**Records shown:**
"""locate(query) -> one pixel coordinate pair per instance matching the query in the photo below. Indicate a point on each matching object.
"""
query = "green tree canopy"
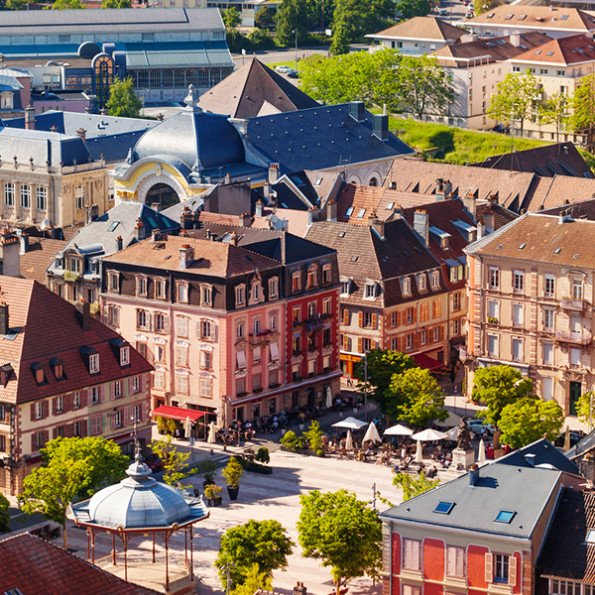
(416, 398)
(383, 364)
(529, 419)
(343, 532)
(261, 543)
(515, 99)
(498, 386)
(290, 18)
(122, 100)
(414, 485)
(232, 18)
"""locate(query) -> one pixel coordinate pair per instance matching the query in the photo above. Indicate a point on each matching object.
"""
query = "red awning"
(179, 413)
(427, 362)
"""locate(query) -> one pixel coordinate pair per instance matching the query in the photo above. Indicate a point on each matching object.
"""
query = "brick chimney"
(29, 118)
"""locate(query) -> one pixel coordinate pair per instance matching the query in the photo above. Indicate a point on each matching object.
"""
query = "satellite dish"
(88, 50)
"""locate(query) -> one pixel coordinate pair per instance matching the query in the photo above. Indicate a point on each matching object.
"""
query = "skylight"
(504, 516)
(444, 507)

**Problem to work on:** Reproduce all of the entries above exactly as they appear, but omit the picture.

**Full response:**
"""locate(query) -> one pixel coordinate pair per instance matching the query in the photo below. Indicate a point on each matching object.
"""
query = "green tree canopy"
(416, 398)
(383, 364)
(529, 419)
(343, 532)
(261, 543)
(515, 99)
(498, 386)
(290, 18)
(122, 100)
(414, 485)
(232, 18)
"""locate(query) -> one pixel coordinate pair per instance matching the query in the photo above. Indicate a point on each matching object.
"""
query = "red awning"
(179, 413)
(427, 362)
"""locate(query) -> one pixel coordinate pair per instance matching the query in the photo above. Indicate a point on each matching object.
"""
query = "brick chimney"
(29, 118)
"""locate(query) -> one pixel coordinate pair per instance matching the query in the photo above. Indicate a point on each matching object.
"""
query = "satellite dish"
(88, 50)
"""locate(query) -> one pixel coordinate pair per instance matching the query in the photo above. Indicate a point on each matching object.
"""
query = "skylight"
(504, 516)
(444, 507)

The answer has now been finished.